Clarice Orsini, la moglie di Lorenzo il Magnifico: la storia la ricorderà soprattutto per questo.
di Livia Cruciani
precedente
A Monterotondo esiste un’associazione che porta il suo nome e che organizza in palazzo Orsini, ogni anno nel mese di ottobre, i “Fasti d’Autunno”, una rievocazione storica di fatti avvenuti nel XV e XVI secolo. Il tema dell’edizione di quest’anno è stato il matrimonio tra Clarice e Lorenzo de’Medici.
Clarice Orsini, la moglie di Lorenzo il Magnifico: la storia la ricorderà soprattutto per questo.
Con la consapevolezza che solo il tempo ci può dare, bisogna guardare alla sua persona con due diversi occhi: da una parte a lei come una Orsini, dall’altra come Clarice.
Che Lucrezia Tornabuoni, scegliendola come consorte dell’erede de’Medici, abbia dato una svolta fondamentale all’ascesa della famiglia fiorentina è fuori dubbio. La ragazza è la figlia del signore di Monterotondo, viene da una famiglia d’arme, ha un titolo nobiliare, una dote sostanziosa e, dulcis in fundo, i parenti sono molto vicini alla curia papale. I calcoli Lucrezia li ha fatti molto bene, il nome Orsini è un trampolino di lancio: suo nipote Giovanni salirà al soglio pontificio nel 1513 con il nome di Leone X.
Ma per Clarice, donna, moglie e madre, non possiamo dire che sia stato lo stesso.
Ha portato con sé una cospicua dote, 6000 fiorini romani che irrobustiscono le finanze dei Medici; loro, come contropartita, accettano di versare una somma molto inferiore, pari a un quarto della dote. Clarice sposa Lorenzo il 4 giugno 1469 e la famiglia che la accoglie celebra le nozze in modo imponente: si banchetta per tre giorni, sono uccisi 150 vitelli, 4.000 capponi e svuotate molte botti di vino toscano e non; gli sposi e gli invitati si deliziano con 17 quintali di dolciumi e confetti.
Le mense sono allestite nel giardino e nel cortile di palazzo Medici, dove sono collocate coppe di rame con vini di vario tipo intorno al piedistallo del David di Donatello. Sempre nel giardino si organizza la messinscena di una commedia mentre per le strade sfilano carri allegorici con drappi e fiori. Alla sposa è assegnato un posto in mezzo a cinquanta giovani dame sedute con lei al tavolo sistemato nella loggia del giardino; nella balconata superiore Lucrezia, seduta con dame più mature di età, sovraintende le celebrazioni. Chissà se la schiva Clarice, dal “capo non ardito” come l’aveva descritta la futura suocera, avrà apprezzato tanta magnificenza.

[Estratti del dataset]
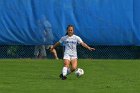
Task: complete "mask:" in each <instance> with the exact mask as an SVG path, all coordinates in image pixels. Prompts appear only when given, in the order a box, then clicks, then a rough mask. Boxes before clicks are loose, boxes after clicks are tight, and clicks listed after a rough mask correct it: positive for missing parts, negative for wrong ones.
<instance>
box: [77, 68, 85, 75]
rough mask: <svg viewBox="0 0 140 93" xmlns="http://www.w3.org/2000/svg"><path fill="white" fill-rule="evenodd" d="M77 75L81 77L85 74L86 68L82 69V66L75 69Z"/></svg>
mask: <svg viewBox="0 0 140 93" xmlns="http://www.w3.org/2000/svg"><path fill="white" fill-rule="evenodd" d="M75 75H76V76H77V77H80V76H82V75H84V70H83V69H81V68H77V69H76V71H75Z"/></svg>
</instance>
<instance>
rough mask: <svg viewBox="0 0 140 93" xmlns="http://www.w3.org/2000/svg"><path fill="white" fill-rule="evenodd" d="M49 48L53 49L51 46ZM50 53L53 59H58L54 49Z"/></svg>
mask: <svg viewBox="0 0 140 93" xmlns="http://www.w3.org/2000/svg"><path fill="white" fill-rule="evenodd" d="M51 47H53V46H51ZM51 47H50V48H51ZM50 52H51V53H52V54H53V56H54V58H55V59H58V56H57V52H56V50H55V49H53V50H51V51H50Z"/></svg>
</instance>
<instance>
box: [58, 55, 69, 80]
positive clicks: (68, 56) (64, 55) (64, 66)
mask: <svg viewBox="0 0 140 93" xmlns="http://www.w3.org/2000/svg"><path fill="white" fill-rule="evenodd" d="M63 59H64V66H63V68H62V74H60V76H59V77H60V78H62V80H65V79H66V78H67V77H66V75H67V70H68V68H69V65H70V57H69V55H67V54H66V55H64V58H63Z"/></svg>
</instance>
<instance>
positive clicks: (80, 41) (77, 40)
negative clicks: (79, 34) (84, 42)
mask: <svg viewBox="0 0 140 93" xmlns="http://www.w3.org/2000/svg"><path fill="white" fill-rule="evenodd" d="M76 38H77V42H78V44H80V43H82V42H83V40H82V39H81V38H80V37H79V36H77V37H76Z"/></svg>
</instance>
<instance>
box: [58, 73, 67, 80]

COMPITO DA SVOLGERE:
Si elenchino tutte le caratteristiche attribuite alla ragazza nella frase del testo su Clarice Orsini che comincia con «La ragazza è la figlia del signore di Monterotondo».

SOLUZIONE DEL PROBLEMA:
- È la figlia del signore di Monterotondo
- Viene da una famiglia d'arme
- Ha un titolo nobiliare
- Ha una dote sostanziosa
- I suoi parenti sono molto vicini alla curia papale